__Referring expression pointing data__
[Start of Attachment]

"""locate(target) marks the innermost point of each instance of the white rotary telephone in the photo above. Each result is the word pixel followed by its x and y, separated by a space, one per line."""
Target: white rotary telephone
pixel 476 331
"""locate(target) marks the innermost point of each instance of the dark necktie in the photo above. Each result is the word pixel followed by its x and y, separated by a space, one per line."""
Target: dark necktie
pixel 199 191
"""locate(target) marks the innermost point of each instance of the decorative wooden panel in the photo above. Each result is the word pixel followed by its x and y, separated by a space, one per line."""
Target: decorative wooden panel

[End of Attachment]

__TASK DETAILS__
A single number is expected: how many lines in the entries contain "marks".

__EXPECTED ANSWER__
3